▶ _Source document_:
-----

AN INDONESIAN supreme court candidate has sparked public outrage after suggesting that women may enjoy being raped.
Muhammad Daming Sanusi made the remark on Monday before a parliamentary selection panel, during which he was asked whether the death penalty was a suitable punishment for rape. Mr Sanusi said that since both the rapist and the victim ‘‘might have enjoyed it, we have to think twice about imposing the death penalty’’.
Members of the panel reportedly laughed at his comments, which drew immediate criticism from rights groups and on social media.
Mr Sanusi apologised on Tuesday and said his remark was intended to ‘‘ease the tension’’ of the interview. He tearfully told a press conference he was ‘‘out of control’’ and said: ‘‘I apologise to the Indonesian public from the bottom of my heart. I realise those words shouldn’t have come out from anyone, let alone a justice hopeful.’’
Several political parties - among them the Democratic Party, which holds the highest number of seats at the parliamentary commission overseeing the appointment - have since vowed not to support Mr Sanusi’s supreme court candidacy. Indonesia’s judicial commission is also investigating whether his comments constitute an ethics violation.
Various rights groups have called for Mr Sanusi’s dismissal, among them the Indonesian Child Protection Commission, which described the judge’s comments as ‘‘extremely inappropriate’’. An online petition has been launched calling for his disqualification as a supreme court candidate.
But Mr Sanusi, a judge for the past 24 years who is currently chief of the high court in Palembang, south Sumatra, has found supporters amid the furore, among them the supreme court spokesman Ridwan Mansyur, who said: ‘‘Judges are only humans [and] can make mistakes - and he already apologised to the public.’’
Activists claim that government officials too often fail to take rape seriously, pointing to last year’s outrage over comments by Jakarta’s then governor Fauzi Bowo, who warned women not to wear miniskirts on public transport as such clothing ‘‘could arouse male drivers and passengers’’ and lead to ‘‘unwanted consequences’’.
An editorial in the Jakarta Globe called Mr Sanusi’s views ‘‘beyond shocking’’ and opined: ‘‘If we have judges [who] make light of rape, we will only encourage more attacks on women and children.’’
Rape is often unreported in Indonesia because the blame too often focuses on the victim, rights groups say.
Heinous sexual crimes often make national headlines, the most recent being that of an Indonesian girl aged 11 who died earlier this month of infections believed to have been incurred after repeated sexual abuse.
Indonesia’s court system currently enforces the death penalty for drug trafficking, terrorism and homicide, but not rape.

-----

▶ _Task instructions_: In the article about the Indonesian supreme court candidate, which court does Muhammad Daming Sanusi currently lead?

▶ _Dataset content_:
-----

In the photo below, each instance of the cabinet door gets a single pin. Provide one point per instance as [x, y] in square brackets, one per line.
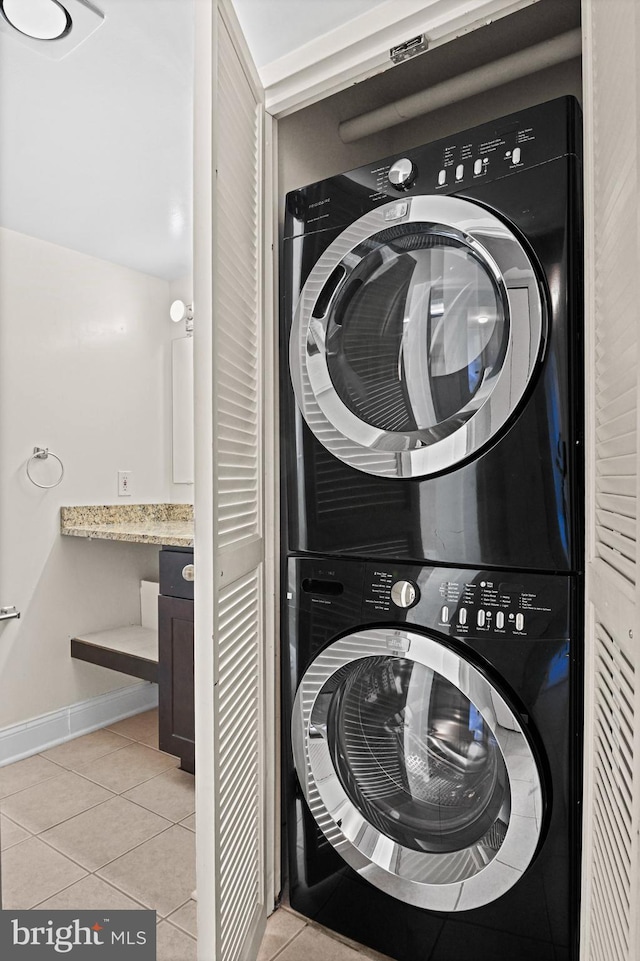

-----

▶ _Solved exercise_: The high court in Palembang, south Sumatra.